In a society defined by a history of disenfranchisement of the people by dictatorial regimes (with support of the U.S.), and under siege from joint pressures of a corrupt ruling class, a heavy debt burden, predatory and conspicuous consumption, and ongoing (neo-)colonial intervention, cultural identity becomes a contentious issue and—as is invariably the case regardless of the kind of state/society under question—women's bodies become sites for these cultural politics and the class struggles they embody. The regulation of women and their sexuality becomes the key hegemonic move through which consent across social classes can be secured.[34]

Globalization—defined as the increasing interconnectedness of different parts of the world at economic, political, and cultural levels—has resulted in an intensification in the dynamics of social change across the developing or postcolonial world. Such rapid and intense social change produces anxieties in the societies and communities experiencing this change, anxieties which feminist scholars have shown to result in greater regulation of women. This was just as true of Europe during the period of capitalist modernization in the 18th and 19th centuries, and of colonized and decolonizing societies in the mid-20th century.
┄┄┄┄┄┄┄┄┄┄
## TASKS TO COMPLETE
A. Using the passage on women and social change, explain why rapid social change leads to greater regulation of women.
B. According to the passage on women and social change, how is globalization defined?
C. For each statement, say whether it agrees with the passage on women and social change and quote the deciding words: (i) Europe went through capitalist modernization in the 18th and 19th centuries. (ii) The dictatorial regimes acted without support from the U.S. (iii) Women's bodies become sites for cultural politics only in certain kinds of states.

## DATA SUPPLIED
┄┄┄┄┄┄┄┄┄┄
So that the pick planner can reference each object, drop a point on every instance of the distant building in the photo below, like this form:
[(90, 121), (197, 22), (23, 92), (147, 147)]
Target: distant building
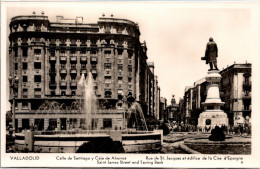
[(48, 58), (194, 96), (235, 91), (163, 106), (236, 86)]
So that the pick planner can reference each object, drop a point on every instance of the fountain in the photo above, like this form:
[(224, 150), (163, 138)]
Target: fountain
[(134, 138), (89, 101)]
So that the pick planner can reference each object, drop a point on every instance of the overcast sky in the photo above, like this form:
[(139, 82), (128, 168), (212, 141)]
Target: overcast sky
[(176, 34)]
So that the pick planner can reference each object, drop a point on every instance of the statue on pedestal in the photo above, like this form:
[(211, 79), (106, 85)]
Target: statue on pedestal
[(211, 54)]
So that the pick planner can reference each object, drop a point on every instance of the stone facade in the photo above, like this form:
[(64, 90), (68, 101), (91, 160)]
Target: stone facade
[(235, 89), (49, 58)]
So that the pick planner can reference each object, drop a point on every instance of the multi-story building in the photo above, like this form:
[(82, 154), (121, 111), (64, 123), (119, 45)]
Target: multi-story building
[(48, 58), (236, 93), (163, 106)]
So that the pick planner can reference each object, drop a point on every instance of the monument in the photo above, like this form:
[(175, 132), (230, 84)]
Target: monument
[(212, 115)]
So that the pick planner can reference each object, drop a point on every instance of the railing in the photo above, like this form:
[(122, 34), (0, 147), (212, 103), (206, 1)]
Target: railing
[(247, 83), (63, 83), (73, 58), (83, 58), (63, 71), (93, 59), (73, 71), (247, 96), (52, 58)]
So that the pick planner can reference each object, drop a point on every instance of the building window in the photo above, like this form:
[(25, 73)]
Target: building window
[(83, 52), (25, 52), (53, 93), (37, 51), (120, 80), (63, 66), (107, 65), (93, 52), (83, 66), (108, 94), (130, 68), (16, 53), (107, 52), (107, 123), (73, 66), (37, 78), (37, 92), (52, 52), (63, 93), (62, 51), (25, 93), (16, 66), (25, 66), (37, 65), (129, 80), (107, 79), (25, 79), (120, 52), (107, 29), (24, 105), (120, 67)]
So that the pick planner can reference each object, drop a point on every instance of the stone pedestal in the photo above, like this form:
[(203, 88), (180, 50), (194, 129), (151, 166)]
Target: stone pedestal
[(212, 115)]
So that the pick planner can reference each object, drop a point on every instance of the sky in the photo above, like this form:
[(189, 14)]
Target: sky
[(176, 33)]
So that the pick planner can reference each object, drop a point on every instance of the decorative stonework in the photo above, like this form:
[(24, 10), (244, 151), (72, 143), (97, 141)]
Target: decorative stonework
[(212, 115)]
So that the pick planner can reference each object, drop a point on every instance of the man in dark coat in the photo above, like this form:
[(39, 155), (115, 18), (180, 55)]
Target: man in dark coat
[(211, 54)]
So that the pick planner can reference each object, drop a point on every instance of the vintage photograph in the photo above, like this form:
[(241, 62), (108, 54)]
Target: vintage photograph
[(128, 78)]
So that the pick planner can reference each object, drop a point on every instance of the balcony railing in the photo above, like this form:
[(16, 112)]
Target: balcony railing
[(52, 71), (247, 84), (73, 84), (52, 85), (94, 71), (63, 71), (247, 96), (52, 58), (63, 58), (93, 59), (63, 84), (83, 71), (73, 71), (73, 58), (83, 59)]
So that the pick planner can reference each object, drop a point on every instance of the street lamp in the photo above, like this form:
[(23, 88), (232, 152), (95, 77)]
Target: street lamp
[(13, 82)]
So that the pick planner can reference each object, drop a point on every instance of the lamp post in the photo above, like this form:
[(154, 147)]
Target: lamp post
[(13, 82)]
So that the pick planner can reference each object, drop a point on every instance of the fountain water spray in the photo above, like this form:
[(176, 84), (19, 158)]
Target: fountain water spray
[(89, 101)]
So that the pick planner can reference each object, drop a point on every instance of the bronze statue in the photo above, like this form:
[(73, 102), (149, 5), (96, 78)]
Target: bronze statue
[(211, 54)]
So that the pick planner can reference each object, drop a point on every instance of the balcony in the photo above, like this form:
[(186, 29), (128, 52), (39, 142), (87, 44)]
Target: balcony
[(63, 58), (83, 59), (73, 84), (93, 59), (247, 84), (52, 72), (83, 71), (94, 71), (52, 58), (73, 71), (63, 71), (247, 96), (63, 84), (93, 46), (52, 85), (73, 59)]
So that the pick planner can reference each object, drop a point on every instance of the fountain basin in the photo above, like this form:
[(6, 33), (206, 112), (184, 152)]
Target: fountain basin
[(132, 141)]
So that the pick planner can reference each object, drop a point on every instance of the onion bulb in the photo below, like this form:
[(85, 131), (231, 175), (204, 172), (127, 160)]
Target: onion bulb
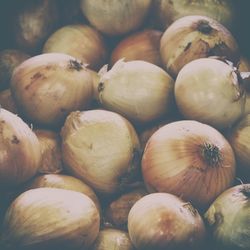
[(47, 87), (114, 17), (164, 221), (138, 90), (51, 218), (193, 37), (80, 41), (189, 159), (210, 91), (101, 148), (20, 154), (228, 218)]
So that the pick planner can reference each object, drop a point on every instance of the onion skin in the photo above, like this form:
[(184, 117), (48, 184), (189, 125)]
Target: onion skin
[(189, 159), (50, 218)]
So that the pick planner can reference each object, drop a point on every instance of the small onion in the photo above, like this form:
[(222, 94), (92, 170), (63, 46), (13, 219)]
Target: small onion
[(193, 37), (47, 87), (228, 218), (114, 17), (20, 154), (209, 90), (51, 218), (101, 148), (138, 90), (80, 41), (164, 221), (189, 159)]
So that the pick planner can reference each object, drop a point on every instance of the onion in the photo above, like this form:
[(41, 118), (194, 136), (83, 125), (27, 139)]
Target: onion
[(138, 90), (80, 41), (143, 45), (194, 37), (49, 86), (189, 159), (20, 154), (115, 17), (50, 143), (52, 218), (101, 148), (228, 218), (164, 221), (210, 91)]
┄┄┄┄┄┄┄┄┄┄
## FULL ANSWERS
A. Rapid and intense social change produces anxieties in the societies and communities experiencing it. Feminist scholars have shown that these anxieties result in greater regulation of women.

B. As the increasing interconnectedness of different parts of the world at economic, political, and cultural levels.

C.
(i) Yes: "Europe during the period of capitalist modernization in the 18th and 19th centuries"
(ii) No: "(with support of the U.S.)"
(iii) No: "as is invariably the case regardless of the kind of state/society under question"